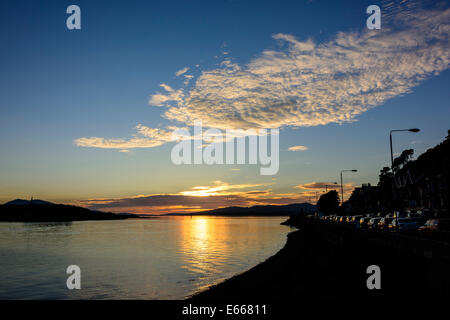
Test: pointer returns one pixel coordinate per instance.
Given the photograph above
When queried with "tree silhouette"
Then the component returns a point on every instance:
(328, 202)
(403, 159)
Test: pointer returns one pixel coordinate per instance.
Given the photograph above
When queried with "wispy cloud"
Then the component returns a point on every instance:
(305, 83)
(145, 137)
(182, 71)
(197, 198)
(298, 148)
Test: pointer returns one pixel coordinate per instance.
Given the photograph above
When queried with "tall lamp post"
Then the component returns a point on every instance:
(342, 186)
(329, 185)
(390, 140)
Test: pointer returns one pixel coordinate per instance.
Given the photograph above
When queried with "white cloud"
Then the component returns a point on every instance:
(144, 138)
(305, 83)
(309, 84)
(182, 71)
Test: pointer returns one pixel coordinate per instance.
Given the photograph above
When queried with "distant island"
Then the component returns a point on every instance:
(20, 210)
(255, 211)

◆ **EXERCISE BRIEF**:
Copy out all lines of the listing where the word "When" appears.

◆ **FINISHED TASK**:
When queried with "tree silhouette"
When queried with "wispy cloud"
When queried with "tall lamp post"
When queried with "white cloud"
When queried with "distant island"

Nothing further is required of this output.